▶ [TÂCHES À FAIRE]:
1: Résumez en deux phrases l'extrait sur le Parti québécois.
2: Dans l'extrait sur le Parti québécois, recopiez tout le passage qui va de « Finalement, le Parti » jusqu'à « référendum de 1995. ».

Finalement, le Parti québécois doit se défaire de son obsession référendaire. Dans un premier temps, il doit s’engager à ne pas tenir de référendum dans un prochain mandat et plutôt préparer la population a l’idée de souveraineté, en mettant notamment en route un processus de consultation de la société civile qui culminerait avec la rédaction de la constitution d’un Québec souverain, et en réalisant des études sur les couts de la souveraineté. Le scénario proposé par Vienne ressemble étrangement aux étapes qui ont mené au référendum de 1995.

Tout comme dans Les porteurs de liberté, Michel Vienne incite les souverainistes à rompre avec le discours de la victime et à proposer un projet d’avenir aux Québécois. Pour Vienne, « l’idée que l’on se fait de l’avenir a plus de signification que la nomenclature des événements anciens » (p. 59).

▶ [DONNÉES FOURNIES]:
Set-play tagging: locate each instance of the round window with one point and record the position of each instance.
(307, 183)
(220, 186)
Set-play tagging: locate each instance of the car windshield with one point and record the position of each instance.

▶ [RÉPONSES ATTENDUES]:
1: Selon Michel Vienne, le Parti québécois doit renoncer à son obsession du référendum et s'engager à ne pas en tenir dans un prochain mandat. Il doit plutôt préparer la population à la souveraineté par une consultation de la société civile menant à la rédaction d'une constitution et par des études sur les coûts de la souveraineté, tandis que les souverainistes devraient abandonner le discours de la victime pour proposer aux Québécois un projet d'avenir.

2:
Finalement, le Parti québécois doit se défaire de son obsession référendaire. Dans un premier temps, il doit s’engager à ne pas tenir de référendum dans un prochain mandat et plutôt préparer la population a l’idée de souveraineté, en mettant notamment en route un processus de consultation de la société civile qui culminerait avec la rédaction de la constitution d’un Québec souverain, et en réalisant des études sur les couts de la souveraineté. Le scénario proposé par Vienne ressemble étrangement aux étapes qui ont mené au référendum de 1995.